### REQUIREMENT
The answer must be every entry below, word for word, with the pictures left out.

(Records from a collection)
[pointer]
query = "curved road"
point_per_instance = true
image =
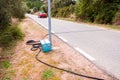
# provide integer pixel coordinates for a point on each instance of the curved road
(101, 46)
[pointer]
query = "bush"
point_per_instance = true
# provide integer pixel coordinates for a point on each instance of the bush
(9, 35)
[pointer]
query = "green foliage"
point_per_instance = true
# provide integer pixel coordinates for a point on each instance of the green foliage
(9, 35)
(18, 9)
(6, 64)
(34, 4)
(100, 11)
(47, 74)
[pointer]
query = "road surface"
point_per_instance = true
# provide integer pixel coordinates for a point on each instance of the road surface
(101, 46)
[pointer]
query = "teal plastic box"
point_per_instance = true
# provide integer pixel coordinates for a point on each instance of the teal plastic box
(46, 45)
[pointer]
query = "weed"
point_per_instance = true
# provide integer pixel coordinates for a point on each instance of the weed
(47, 74)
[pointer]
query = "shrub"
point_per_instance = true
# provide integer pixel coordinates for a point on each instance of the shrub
(9, 35)
(100, 11)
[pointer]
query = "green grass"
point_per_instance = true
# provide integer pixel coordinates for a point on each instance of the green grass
(47, 74)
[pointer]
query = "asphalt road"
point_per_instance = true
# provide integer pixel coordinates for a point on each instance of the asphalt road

### SOLUTION FOR THIS TASK
[pointer]
query = "curved road"
point_per_instance = true
image =
# provide integer pixel coordinates for a point on each instance of the curved road
(101, 46)
[pointer]
query = "bush"
point_per_instance = true
# provide integer pixel coordinates for a point on each instance of the bush
(9, 35)
[pointer]
query = "green foliage"
point_per_instance = true
# provide integer pixel coordinates for a point on each instance of the green foliage
(9, 35)
(18, 9)
(6, 64)
(34, 4)
(100, 11)
(47, 74)
[pointer]
query = "road surface"
point_per_instance = true
# provide integer pixel coordinates for a point on each instance of the road surface
(101, 46)
[pointer]
query = "teal plastic box"
point_per_instance = true
# provide integer pixel coordinates for a point on each instance of the teal plastic box
(46, 45)
[pointer]
query = "weed"
point_per_instance = true
# provide integer pixel coordinates for a point on each instance of the weed
(47, 74)
[pointer]
query = "shrub"
point_per_instance = true
# provide integer pixel coordinates for a point on each instance of the shrub
(9, 35)
(100, 11)
[pointer]
query = "green grass"
point_per_instance = true
# provide integer pixel coordinates for a point on each instance of the green grass
(47, 74)
[pointer]
query = "asphalt road"
point_per_instance = true
# provide integer pixel coordinates for a point on each instance of the asphalt road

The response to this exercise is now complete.